# WHAT THIS TASK INVOLVES:
Return the lines of the records unchanged, beginning at the line that has "Pretty please, detect the black backpack" and stopping after the line that has "Pretty please, detect the blue backpack". Include both of those lines.

Bounding-box records:
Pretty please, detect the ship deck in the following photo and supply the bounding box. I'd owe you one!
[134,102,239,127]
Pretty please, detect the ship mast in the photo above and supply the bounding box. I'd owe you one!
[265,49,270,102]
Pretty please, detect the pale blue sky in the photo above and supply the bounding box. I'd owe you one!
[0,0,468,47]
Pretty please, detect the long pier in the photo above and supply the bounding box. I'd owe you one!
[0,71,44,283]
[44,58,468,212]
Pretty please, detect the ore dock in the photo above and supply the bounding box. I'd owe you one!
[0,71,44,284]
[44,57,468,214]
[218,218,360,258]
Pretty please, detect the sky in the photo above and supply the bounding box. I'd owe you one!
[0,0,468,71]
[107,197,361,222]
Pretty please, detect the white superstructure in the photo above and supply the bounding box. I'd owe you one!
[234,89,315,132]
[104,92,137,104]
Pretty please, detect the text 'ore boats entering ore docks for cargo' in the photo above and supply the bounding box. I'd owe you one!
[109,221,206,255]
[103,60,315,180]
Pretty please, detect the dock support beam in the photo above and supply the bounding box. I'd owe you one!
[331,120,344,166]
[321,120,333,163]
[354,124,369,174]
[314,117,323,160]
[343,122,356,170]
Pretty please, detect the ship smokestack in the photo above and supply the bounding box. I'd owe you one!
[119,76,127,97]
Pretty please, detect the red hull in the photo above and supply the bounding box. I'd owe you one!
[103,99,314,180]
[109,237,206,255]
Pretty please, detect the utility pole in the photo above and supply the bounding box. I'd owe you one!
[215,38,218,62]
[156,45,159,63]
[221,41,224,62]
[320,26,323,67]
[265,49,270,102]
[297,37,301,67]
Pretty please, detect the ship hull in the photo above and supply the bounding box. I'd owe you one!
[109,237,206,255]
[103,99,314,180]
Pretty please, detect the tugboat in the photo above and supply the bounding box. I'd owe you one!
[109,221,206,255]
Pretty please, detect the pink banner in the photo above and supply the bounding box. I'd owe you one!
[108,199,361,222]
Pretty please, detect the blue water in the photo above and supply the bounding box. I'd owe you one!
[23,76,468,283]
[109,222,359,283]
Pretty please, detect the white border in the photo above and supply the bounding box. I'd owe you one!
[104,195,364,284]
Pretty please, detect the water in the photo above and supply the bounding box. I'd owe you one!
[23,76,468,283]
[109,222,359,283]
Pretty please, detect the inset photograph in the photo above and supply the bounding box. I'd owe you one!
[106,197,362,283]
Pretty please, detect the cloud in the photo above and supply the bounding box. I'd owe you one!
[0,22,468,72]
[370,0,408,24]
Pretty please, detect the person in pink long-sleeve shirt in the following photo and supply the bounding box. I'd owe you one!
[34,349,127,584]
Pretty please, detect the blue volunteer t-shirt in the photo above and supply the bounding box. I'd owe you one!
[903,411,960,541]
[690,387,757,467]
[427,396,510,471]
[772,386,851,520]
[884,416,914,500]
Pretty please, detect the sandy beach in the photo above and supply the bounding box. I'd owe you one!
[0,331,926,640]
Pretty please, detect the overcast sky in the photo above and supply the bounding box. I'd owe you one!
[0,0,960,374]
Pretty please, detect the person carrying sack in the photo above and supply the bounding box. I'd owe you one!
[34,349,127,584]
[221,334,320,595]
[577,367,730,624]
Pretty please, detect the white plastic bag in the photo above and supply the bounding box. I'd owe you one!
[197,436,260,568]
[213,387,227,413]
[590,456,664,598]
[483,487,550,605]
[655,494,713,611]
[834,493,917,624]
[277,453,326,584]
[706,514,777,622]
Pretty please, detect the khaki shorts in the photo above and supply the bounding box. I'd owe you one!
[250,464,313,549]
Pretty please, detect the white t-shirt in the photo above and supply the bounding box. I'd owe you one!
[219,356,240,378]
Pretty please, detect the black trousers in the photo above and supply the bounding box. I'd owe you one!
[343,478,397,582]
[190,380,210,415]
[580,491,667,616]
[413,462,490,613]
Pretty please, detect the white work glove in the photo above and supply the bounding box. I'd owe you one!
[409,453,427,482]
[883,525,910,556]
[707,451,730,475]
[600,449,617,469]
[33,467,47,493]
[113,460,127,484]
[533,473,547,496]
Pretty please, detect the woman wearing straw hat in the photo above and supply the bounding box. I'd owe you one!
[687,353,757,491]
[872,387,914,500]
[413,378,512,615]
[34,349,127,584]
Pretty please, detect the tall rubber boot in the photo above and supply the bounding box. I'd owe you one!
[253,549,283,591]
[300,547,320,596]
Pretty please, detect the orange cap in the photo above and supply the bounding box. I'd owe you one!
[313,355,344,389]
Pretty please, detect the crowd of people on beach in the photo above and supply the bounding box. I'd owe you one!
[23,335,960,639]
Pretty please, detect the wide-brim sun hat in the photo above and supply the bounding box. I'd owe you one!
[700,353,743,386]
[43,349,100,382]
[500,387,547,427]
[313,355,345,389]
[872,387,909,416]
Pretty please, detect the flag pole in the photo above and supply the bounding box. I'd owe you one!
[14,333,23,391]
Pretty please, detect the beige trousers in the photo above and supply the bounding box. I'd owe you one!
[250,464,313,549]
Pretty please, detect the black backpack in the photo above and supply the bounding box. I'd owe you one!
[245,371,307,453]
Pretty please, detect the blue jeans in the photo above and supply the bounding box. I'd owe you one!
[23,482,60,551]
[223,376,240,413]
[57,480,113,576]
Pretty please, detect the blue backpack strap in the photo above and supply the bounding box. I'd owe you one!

---

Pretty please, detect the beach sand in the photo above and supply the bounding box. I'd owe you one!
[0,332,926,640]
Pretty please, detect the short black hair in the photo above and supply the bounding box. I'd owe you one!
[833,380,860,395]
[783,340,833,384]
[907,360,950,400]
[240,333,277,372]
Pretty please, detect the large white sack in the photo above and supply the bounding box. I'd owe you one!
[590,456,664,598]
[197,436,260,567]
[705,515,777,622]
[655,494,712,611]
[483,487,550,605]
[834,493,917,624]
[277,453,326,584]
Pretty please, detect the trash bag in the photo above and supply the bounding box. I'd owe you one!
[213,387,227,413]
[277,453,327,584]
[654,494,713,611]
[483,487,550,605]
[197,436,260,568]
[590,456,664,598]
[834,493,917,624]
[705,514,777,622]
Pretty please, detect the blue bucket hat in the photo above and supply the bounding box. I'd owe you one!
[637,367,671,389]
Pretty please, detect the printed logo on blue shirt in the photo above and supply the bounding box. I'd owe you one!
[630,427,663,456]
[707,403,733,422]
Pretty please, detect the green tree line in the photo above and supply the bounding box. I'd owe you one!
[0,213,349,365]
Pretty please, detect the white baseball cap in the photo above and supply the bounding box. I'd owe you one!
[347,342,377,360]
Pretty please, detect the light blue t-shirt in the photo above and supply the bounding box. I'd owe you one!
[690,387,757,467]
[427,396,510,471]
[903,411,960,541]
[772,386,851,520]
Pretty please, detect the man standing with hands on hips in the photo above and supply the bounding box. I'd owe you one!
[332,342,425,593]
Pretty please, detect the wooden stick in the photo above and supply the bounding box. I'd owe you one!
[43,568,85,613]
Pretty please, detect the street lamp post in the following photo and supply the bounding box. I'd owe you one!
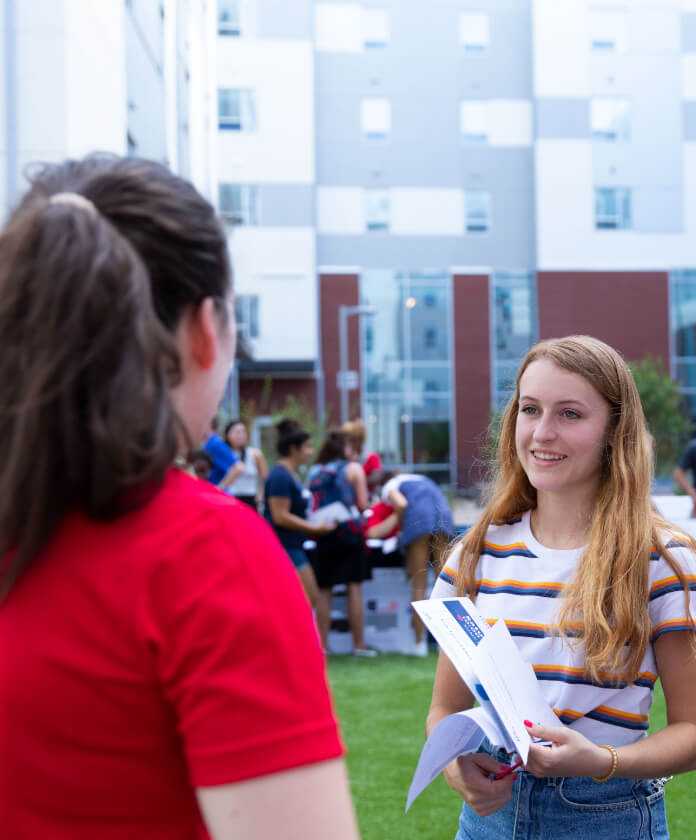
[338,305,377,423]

# ANSWER TO THIS PROBLEM:
Pretty please, detect the black backpack in the photo above and supply the bounding box. I'd owe you one!
[245,371,307,453]
Pretty please, detect the blue jeans in the photo above and supply the bounding box. I'd owe you one!
[23,482,60,551]
[223,376,240,413]
[57,480,113,576]
Pretty please, detect the blue backpack strap in the photo above and supply the bounding box. I'd owe you one!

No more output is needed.